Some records
....

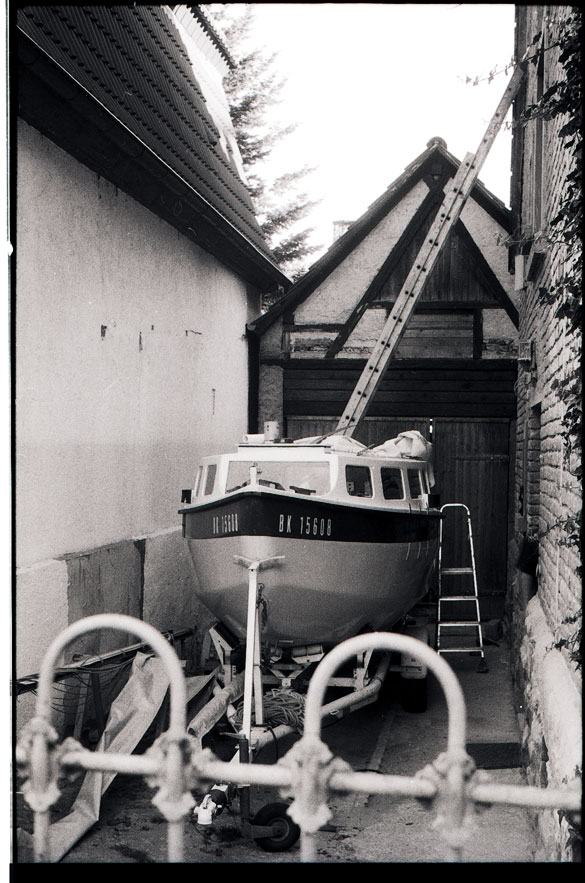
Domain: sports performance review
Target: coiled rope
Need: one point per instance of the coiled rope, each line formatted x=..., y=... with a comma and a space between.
x=280, y=707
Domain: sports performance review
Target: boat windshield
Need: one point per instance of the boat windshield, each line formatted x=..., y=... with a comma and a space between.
x=301, y=477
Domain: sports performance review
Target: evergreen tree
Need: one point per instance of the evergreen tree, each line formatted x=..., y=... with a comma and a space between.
x=253, y=90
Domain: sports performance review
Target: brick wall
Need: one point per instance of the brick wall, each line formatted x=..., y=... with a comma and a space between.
x=542, y=609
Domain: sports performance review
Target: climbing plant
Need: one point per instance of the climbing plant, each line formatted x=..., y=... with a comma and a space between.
x=563, y=100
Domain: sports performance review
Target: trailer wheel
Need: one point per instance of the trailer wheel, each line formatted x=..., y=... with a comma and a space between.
x=285, y=832
x=414, y=694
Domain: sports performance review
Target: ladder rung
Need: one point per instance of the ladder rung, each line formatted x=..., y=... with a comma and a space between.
x=460, y=650
x=458, y=598
x=472, y=624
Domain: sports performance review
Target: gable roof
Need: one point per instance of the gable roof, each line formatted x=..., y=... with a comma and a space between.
x=113, y=85
x=434, y=164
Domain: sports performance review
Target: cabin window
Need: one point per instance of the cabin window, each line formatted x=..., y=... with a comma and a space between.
x=358, y=481
x=414, y=483
x=304, y=478
x=210, y=479
x=392, y=483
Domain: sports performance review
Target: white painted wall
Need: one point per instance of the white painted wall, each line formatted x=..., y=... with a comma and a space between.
x=131, y=359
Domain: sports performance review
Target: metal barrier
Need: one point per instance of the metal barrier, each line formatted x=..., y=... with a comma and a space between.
x=308, y=772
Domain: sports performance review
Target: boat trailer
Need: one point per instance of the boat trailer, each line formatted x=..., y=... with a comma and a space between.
x=176, y=765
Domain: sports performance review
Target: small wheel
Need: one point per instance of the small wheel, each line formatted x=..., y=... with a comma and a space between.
x=414, y=694
x=285, y=832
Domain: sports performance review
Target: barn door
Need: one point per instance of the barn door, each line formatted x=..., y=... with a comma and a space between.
x=372, y=430
x=472, y=461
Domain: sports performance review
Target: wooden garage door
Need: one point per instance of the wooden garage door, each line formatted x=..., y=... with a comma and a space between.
x=472, y=466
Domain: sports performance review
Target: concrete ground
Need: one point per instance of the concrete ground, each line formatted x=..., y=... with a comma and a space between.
x=386, y=829
x=375, y=829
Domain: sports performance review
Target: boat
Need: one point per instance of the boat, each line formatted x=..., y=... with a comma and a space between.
x=352, y=532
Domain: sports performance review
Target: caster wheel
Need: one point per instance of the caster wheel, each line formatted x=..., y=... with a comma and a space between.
x=285, y=832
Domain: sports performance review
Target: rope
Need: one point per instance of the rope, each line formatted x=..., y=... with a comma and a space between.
x=280, y=707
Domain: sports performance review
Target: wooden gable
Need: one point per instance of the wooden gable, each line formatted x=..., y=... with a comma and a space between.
x=342, y=315
x=330, y=320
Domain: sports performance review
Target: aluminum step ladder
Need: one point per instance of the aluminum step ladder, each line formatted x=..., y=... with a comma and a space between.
x=449, y=627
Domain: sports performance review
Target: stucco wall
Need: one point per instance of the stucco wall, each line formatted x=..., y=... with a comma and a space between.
x=131, y=363
x=131, y=360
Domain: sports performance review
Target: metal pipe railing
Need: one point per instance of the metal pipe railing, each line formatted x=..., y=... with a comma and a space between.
x=308, y=772
x=43, y=791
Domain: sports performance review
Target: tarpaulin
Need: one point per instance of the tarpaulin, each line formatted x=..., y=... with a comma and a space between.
x=131, y=714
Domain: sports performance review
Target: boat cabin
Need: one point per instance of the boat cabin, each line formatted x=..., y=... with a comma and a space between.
x=317, y=469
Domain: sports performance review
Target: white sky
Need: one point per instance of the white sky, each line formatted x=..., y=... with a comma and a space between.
x=369, y=84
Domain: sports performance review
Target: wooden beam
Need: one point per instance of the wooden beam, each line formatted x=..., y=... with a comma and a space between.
x=486, y=274
x=423, y=213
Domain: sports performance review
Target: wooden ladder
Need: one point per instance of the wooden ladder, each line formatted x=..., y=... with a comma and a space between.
x=448, y=626
x=410, y=293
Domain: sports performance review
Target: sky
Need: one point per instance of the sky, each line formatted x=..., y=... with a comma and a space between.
x=369, y=84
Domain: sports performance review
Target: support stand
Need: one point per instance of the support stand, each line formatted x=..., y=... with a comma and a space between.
x=253, y=673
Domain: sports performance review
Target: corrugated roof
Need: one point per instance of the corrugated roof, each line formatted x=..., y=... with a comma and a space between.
x=131, y=59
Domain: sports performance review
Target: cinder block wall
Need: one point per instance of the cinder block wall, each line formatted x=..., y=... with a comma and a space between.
x=544, y=610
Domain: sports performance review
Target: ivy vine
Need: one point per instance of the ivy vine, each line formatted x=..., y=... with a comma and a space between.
x=563, y=101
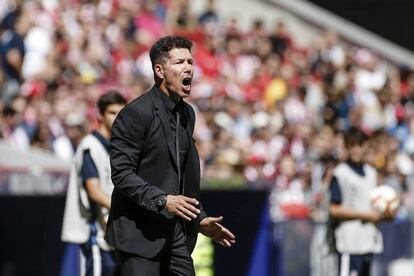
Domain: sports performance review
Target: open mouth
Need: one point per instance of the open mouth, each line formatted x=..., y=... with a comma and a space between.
x=186, y=83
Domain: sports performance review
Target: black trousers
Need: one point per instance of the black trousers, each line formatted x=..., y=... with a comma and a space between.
x=173, y=260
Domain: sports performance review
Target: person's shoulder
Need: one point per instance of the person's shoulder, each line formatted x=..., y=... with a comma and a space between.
x=341, y=168
x=139, y=106
x=86, y=141
x=369, y=168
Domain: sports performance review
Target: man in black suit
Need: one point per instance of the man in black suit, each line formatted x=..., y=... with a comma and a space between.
x=155, y=213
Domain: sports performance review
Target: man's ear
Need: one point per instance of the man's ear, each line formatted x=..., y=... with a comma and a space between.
x=159, y=71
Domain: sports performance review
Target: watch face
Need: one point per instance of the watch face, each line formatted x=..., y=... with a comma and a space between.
x=161, y=201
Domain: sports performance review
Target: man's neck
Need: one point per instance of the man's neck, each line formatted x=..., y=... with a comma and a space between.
x=171, y=94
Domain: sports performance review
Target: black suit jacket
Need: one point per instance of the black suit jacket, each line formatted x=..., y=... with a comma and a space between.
x=144, y=166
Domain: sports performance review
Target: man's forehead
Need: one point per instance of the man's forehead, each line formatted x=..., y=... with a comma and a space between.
x=179, y=53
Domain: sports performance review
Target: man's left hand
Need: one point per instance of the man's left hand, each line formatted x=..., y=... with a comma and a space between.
x=211, y=228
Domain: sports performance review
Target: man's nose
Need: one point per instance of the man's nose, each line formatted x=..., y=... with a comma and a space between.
x=188, y=66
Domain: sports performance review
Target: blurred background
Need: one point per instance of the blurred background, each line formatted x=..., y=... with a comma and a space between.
x=276, y=83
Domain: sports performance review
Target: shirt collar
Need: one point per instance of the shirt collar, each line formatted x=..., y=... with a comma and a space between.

....

- [EXERCISE TASK]
Can you reproduce the data word for word, from its first line through the line containing "x=253, y=90", including that line, and leave out the pictures?

- [TASK RESPONSE]
Domain: sports performance review
Target: coiled rope
Need: one point per instance of the coiled rope, each line formatted x=..., y=... with a comma and a space between.
x=280, y=707
Domain: sports performance review
Target: boat windshield
Need: one point per instance of the boat windshield, each line formatted x=..., y=... with a comma and a space between.
x=301, y=477
Domain: sports performance review
Target: evergreen tree
Need: one point per instance of the evergreen tree, each line formatted x=..., y=... with a comma and a space between.
x=253, y=90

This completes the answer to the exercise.